*TEXT PASSAGE*.

------------------------------------------------------------------------

This demonstrates that regular training in terms of the company’s goals and values remains overlooked. It is most likely addressed in the area of virtual onboarding, but once it’s completed, the focus switches to honing hard and soft skills. 


As the professional world and the market constantly change and evolve, so do the details regarding the businesses’ methods and goals. It is important to follow up on them every now and then, and make sure employees adjust their activity accordingly.  

  1. Deliver relevant training through communication and feedback


76% of employees believe training is crucial to their work. However, this only refers to relevant training. 


Teaching transferable skills does not mean teaching random skills. Similarly, cross-training should be kept sensible. While employees need to be flexible and able to perform more than just the basic tasks required of their position, they also mustn’t be the jacks of all trades, and masters of none. 


73% of people want to learn more about a topic they are personally interested in. But 83%, 10 percentage points more, want to learn skills to perform better in their current role. 


This means that professionals aren’t interested in just cultivating their hobbies at the company’s expense. They genuinely want to grow as valuable members of the workforce, and expect their training to be relevant to their career path. 


How to ensure this? 


The answer is rather straightforward. It is as simple as effective communication.


Ask your employees what areas they want to develop in. Listen when they tell you what skills are most important to them, and analyse whether they overlap with skills you wish them to have as an employer.

------------------------------------------------------------------------

Stored records

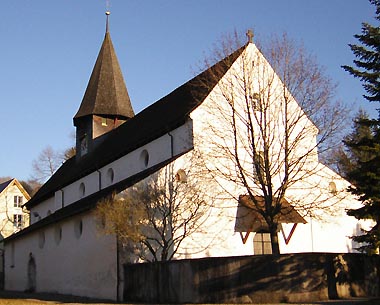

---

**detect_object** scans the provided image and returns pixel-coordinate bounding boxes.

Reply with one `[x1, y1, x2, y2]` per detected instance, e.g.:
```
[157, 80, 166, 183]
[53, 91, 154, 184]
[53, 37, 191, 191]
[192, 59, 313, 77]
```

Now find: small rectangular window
[13, 196, 24, 208]
[13, 214, 23, 229]
[253, 233, 272, 255]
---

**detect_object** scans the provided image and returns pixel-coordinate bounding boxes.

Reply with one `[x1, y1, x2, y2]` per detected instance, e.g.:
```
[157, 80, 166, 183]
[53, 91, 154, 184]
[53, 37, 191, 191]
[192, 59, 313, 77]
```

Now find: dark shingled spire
[74, 29, 134, 125]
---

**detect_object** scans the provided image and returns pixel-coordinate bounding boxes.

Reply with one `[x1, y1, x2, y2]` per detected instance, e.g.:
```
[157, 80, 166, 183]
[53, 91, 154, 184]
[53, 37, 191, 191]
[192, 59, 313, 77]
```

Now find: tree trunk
[269, 224, 280, 255]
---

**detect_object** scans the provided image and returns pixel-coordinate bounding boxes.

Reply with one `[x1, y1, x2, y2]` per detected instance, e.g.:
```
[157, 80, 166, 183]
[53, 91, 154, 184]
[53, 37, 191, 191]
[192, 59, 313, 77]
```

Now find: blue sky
[0, 0, 377, 180]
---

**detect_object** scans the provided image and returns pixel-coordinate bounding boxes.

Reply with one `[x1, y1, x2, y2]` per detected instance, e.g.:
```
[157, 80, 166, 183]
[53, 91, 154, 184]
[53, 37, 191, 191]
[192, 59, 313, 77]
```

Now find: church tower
[73, 12, 134, 160]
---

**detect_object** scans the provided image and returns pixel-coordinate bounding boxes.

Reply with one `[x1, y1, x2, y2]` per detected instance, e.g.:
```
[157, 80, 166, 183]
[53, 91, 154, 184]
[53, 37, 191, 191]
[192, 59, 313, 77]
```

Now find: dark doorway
[26, 253, 37, 292]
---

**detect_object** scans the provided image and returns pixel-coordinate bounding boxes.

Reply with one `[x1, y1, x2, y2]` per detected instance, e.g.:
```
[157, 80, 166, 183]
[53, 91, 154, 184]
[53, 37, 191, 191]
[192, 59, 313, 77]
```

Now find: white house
[5, 19, 366, 300]
[0, 178, 30, 239]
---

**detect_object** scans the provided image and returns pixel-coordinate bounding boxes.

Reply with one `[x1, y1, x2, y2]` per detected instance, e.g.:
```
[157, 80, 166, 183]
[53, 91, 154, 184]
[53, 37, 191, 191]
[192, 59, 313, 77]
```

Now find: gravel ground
[0, 291, 380, 305]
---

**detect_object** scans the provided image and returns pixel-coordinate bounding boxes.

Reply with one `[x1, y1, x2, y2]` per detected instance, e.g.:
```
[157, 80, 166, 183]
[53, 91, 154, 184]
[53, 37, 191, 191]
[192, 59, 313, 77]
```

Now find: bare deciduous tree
[198, 35, 346, 254]
[32, 146, 61, 183]
[96, 164, 210, 261]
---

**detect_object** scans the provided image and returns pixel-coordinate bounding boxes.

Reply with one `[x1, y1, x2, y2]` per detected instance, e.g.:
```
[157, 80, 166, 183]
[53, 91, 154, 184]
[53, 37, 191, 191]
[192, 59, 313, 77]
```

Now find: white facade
[0, 179, 30, 239]
[5, 40, 366, 300]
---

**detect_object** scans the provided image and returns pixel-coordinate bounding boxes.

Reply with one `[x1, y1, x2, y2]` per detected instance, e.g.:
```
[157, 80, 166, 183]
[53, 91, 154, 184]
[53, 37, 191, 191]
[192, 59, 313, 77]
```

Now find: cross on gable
[246, 29, 255, 43]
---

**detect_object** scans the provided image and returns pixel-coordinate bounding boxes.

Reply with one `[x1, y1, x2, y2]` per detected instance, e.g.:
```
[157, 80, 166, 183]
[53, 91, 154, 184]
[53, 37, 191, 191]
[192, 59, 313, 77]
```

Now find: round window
[38, 232, 45, 249]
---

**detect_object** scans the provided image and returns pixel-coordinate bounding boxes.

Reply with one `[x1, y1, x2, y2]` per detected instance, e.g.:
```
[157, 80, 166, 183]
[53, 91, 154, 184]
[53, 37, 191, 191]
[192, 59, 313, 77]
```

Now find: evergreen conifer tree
[343, 0, 380, 253]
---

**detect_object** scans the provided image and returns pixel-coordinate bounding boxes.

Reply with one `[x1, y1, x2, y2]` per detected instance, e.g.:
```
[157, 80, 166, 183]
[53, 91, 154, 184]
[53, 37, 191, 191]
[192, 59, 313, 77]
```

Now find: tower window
[140, 149, 149, 168]
[79, 182, 86, 198]
[80, 135, 88, 156]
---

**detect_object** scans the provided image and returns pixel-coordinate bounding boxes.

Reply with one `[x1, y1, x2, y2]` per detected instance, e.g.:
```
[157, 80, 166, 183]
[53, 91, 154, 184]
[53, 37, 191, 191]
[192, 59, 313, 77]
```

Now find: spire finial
[246, 29, 255, 43]
[106, 11, 111, 33]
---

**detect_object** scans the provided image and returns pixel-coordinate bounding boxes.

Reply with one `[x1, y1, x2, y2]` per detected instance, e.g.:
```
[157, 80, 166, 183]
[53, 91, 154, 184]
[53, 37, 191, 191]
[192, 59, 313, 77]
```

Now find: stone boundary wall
[124, 253, 380, 304]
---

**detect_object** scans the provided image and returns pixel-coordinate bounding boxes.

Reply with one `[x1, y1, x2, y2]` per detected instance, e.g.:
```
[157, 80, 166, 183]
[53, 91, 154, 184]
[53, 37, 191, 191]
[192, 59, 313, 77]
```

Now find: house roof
[235, 195, 306, 232]
[3, 156, 179, 242]
[74, 31, 134, 125]
[26, 42, 246, 208]
[0, 178, 30, 200]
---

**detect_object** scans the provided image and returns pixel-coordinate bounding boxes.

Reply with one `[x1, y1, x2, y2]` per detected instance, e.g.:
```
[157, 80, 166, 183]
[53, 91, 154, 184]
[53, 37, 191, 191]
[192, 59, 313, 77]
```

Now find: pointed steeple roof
[74, 26, 134, 125]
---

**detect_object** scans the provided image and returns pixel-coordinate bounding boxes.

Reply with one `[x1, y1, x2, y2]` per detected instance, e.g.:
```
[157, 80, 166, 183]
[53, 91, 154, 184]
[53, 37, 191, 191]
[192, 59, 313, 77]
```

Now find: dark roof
[0, 178, 30, 200]
[0, 179, 13, 194]
[26, 46, 245, 208]
[3, 156, 179, 242]
[235, 195, 306, 232]
[74, 32, 134, 124]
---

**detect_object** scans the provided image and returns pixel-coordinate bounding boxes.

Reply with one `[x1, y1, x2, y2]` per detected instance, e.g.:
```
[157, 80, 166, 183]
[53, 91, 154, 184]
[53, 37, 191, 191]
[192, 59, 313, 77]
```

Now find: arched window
[329, 181, 338, 195]
[175, 169, 187, 183]
[140, 149, 149, 168]
[74, 219, 83, 239]
[107, 167, 115, 184]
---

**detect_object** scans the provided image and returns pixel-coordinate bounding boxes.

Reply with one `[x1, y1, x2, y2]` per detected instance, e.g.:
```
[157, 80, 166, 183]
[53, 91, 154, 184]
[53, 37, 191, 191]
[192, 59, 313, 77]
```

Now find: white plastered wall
[5, 209, 117, 300]
[171, 45, 360, 258]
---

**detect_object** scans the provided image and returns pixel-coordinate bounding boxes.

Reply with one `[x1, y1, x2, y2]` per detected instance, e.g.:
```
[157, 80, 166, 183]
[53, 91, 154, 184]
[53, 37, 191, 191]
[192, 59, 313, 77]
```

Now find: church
[4, 15, 361, 301]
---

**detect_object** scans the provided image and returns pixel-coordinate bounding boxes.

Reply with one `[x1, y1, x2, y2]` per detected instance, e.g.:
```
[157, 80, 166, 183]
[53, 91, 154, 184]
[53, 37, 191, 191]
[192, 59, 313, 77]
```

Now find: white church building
[4, 16, 366, 300]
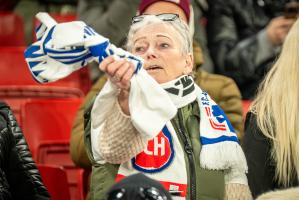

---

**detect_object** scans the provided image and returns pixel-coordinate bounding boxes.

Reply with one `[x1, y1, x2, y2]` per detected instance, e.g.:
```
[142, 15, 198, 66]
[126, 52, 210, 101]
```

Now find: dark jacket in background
[243, 112, 298, 198]
[0, 102, 50, 200]
[207, 0, 279, 99]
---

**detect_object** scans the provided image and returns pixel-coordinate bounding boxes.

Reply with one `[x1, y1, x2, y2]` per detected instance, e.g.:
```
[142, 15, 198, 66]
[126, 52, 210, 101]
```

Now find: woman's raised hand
[99, 56, 134, 90]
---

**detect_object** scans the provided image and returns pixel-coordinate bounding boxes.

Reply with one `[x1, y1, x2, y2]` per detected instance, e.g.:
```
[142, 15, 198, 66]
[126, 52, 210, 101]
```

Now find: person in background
[243, 20, 299, 197]
[85, 13, 251, 200]
[207, 0, 298, 99]
[0, 102, 50, 200]
[256, 187, 299, 200]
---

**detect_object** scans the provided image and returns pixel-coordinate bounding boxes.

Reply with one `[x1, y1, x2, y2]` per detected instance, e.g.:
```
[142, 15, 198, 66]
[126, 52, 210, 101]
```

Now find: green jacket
[85, 99, 224, 200]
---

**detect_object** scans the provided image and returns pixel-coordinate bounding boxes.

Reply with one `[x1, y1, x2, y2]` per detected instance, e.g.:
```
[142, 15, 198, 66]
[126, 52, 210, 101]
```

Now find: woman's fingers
[99, 56, 134, 90]
[99, 56, 115, 72]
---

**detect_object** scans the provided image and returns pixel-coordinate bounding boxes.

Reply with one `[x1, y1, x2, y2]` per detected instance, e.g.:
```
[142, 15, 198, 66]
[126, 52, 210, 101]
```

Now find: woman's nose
[146, 48, 157, 59]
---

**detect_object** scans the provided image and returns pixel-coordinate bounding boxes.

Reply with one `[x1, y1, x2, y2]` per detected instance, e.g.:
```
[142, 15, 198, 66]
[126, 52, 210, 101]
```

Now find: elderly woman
[85, 14, 251, 200]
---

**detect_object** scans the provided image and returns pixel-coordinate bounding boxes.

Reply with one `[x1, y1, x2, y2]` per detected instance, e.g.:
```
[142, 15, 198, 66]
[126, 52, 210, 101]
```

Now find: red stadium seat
[21, 99, 82, 200]
[0, 12, 25, 46]
[32, 13, 77, 41]
[21, 99, 82, 159]
[37, 164, 70, 200]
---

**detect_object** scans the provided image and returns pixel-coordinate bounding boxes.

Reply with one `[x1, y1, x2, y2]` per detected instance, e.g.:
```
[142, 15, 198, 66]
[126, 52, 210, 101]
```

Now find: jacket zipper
[177, 111, 196, 200]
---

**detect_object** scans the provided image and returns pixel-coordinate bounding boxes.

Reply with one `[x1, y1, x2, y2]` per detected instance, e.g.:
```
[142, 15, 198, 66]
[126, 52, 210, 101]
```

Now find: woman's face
[132, 23, 193, 83]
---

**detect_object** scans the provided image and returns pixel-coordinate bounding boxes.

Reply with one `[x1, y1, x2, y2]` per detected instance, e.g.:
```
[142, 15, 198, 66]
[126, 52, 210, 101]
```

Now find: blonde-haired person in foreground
[256, 187, 299, 200]
[243, 17, 299, 197]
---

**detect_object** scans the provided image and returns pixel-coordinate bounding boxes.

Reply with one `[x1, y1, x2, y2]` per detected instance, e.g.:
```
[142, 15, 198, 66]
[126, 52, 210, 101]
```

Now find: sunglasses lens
[157, 13, 178, 21]
[132, 13, 179, 24]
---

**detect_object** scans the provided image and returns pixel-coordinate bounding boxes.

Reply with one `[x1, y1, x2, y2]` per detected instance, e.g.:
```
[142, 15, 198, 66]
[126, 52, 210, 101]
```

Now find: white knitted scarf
[91, 74, 247, 173]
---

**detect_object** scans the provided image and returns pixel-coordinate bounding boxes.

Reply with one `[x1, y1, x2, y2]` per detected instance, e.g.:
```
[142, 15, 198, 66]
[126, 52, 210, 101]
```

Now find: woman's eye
[134, 47, 144, 52]
[160, 43, 169, 48]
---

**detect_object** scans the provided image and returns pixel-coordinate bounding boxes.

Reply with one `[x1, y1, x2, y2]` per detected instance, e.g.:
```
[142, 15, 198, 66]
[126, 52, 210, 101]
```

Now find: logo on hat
[132, 126, 174, 173]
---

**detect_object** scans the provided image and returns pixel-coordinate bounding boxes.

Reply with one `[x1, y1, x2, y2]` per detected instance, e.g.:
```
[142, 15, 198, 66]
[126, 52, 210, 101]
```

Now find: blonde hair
[251, 20, 299, 186]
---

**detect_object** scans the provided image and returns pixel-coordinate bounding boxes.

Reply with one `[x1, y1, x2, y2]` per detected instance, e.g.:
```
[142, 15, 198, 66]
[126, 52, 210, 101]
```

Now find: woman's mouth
[146, 65, 163, 71]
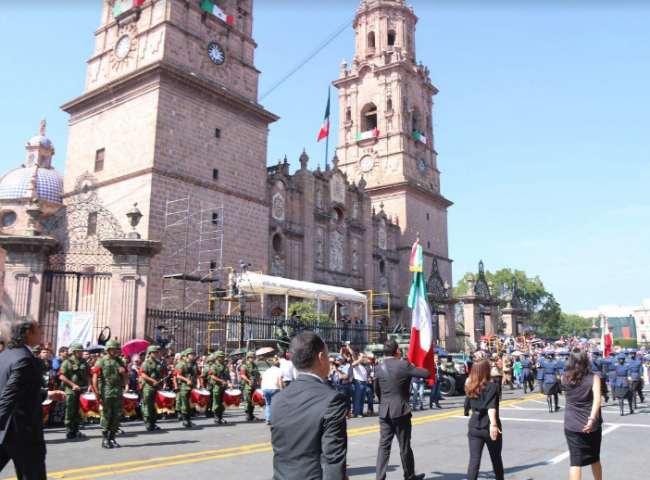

------------------------------------------------------------------------

*WHAT YOU HAVE TO DO*.
Please rewrite the employee training passage from "This demonstrates that" to "their activity accordingly.", substituting "objectives" for "goals".

*WRITTEN SOLUTION*.
This demonstrates that regular training in terms of the company’s objectives and values remains overlooked. It is most likely addressed in the area of virtual onboarding, but once it’s completed, the focus switches to honing hard and soft skills. 


As the professional world and the market constantly change and evolve, so do the details regarding the businesses’ methods and objectives. It is important to follow up on them every now and then, and make sure employees adjust their activity accordingly.